*What you should do:* Search the records for the word "face" and pick out every line that has it.
Supplied data Block Start
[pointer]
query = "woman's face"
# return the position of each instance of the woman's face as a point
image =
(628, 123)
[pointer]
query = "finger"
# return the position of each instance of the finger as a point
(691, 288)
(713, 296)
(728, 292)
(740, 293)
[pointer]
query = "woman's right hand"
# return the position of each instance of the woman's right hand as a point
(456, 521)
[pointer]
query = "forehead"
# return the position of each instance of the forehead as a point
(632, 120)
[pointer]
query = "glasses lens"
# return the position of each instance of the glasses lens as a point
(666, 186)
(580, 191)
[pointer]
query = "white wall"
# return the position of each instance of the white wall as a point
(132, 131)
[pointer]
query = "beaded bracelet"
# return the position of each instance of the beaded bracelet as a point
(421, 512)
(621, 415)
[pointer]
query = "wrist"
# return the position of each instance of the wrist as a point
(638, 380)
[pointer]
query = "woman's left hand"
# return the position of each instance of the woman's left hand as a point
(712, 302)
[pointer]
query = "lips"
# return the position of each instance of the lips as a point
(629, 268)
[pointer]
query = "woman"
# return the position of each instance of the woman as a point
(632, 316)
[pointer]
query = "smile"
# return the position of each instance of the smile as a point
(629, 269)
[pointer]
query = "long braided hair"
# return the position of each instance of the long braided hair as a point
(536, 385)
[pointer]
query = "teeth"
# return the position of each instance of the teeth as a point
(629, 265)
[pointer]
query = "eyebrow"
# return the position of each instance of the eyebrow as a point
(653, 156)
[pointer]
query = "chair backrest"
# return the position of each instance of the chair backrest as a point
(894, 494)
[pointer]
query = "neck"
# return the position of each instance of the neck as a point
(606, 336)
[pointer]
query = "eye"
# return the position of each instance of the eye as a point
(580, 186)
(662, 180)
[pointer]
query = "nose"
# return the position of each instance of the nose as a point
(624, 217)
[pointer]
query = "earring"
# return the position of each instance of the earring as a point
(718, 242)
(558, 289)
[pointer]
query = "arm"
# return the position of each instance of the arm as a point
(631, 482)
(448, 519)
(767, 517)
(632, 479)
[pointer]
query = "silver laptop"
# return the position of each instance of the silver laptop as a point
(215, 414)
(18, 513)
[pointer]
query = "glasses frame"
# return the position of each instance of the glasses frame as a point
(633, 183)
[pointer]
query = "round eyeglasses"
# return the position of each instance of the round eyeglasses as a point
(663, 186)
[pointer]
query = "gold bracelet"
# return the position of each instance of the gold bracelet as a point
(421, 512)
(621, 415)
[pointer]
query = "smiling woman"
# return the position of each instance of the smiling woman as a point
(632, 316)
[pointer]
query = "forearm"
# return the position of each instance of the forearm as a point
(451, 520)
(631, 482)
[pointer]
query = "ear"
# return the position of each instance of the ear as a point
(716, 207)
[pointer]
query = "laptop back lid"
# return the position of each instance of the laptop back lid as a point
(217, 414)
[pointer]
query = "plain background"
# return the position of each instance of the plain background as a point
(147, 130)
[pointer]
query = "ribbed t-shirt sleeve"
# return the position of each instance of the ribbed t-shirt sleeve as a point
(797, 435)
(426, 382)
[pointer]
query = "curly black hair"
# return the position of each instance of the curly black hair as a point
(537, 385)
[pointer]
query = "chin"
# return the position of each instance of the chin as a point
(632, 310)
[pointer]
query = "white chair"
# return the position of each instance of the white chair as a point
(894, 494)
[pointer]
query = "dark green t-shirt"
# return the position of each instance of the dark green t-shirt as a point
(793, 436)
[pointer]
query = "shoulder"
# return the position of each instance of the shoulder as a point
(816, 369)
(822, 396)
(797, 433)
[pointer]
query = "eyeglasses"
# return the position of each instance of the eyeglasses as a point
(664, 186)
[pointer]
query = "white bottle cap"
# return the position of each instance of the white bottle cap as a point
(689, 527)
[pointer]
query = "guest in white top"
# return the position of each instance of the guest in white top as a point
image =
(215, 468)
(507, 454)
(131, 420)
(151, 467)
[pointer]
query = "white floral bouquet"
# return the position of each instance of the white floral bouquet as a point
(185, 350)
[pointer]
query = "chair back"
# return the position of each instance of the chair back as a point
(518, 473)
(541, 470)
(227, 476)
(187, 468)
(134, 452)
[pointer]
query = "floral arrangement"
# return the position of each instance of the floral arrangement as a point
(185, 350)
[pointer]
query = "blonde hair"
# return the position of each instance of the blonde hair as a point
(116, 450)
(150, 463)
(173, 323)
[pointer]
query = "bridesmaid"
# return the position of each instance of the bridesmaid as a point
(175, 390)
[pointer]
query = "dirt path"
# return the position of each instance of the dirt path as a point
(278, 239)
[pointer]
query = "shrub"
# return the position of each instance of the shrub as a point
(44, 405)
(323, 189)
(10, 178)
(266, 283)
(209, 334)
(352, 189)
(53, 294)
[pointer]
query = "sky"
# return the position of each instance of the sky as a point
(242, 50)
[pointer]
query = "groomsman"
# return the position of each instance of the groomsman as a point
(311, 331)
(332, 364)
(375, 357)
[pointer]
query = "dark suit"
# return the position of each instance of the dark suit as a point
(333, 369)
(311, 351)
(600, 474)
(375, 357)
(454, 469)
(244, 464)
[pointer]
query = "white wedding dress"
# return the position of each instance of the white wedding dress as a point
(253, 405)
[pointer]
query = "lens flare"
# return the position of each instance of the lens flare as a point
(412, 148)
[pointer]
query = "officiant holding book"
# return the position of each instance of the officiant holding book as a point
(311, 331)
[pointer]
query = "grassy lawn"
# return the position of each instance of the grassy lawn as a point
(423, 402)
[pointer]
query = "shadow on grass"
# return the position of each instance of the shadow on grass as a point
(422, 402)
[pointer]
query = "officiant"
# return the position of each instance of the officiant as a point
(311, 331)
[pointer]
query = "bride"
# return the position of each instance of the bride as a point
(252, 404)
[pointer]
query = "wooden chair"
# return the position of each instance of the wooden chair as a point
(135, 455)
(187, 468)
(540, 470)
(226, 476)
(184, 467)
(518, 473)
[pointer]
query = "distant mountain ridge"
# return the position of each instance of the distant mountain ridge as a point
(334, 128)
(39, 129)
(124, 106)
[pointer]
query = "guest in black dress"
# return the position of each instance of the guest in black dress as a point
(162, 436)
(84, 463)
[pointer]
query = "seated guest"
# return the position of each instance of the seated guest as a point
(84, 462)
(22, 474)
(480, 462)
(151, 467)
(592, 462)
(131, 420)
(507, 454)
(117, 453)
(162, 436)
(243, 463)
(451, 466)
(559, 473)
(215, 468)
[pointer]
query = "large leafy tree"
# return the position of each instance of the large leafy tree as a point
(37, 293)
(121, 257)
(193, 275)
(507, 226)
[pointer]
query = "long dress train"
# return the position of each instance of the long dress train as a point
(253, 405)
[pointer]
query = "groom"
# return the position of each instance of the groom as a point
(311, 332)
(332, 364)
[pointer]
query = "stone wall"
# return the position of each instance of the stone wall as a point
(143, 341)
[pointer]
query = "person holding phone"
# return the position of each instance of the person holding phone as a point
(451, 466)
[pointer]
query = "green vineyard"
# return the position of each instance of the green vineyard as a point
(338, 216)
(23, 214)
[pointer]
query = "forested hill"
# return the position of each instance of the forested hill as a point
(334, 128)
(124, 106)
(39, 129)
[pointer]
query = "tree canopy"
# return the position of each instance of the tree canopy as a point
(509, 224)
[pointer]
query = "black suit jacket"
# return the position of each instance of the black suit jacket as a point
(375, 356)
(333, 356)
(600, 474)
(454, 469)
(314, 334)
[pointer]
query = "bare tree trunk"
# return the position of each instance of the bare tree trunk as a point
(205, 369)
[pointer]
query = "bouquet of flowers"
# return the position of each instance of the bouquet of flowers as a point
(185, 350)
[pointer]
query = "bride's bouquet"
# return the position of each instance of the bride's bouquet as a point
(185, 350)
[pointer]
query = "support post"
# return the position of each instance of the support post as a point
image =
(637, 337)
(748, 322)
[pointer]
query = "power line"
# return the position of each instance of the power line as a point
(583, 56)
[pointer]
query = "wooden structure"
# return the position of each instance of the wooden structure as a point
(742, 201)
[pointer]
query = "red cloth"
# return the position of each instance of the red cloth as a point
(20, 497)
Supplied data Block End
*Result of this task:*
query = "woman's face"
# return the position of each instance of the woman's face as a point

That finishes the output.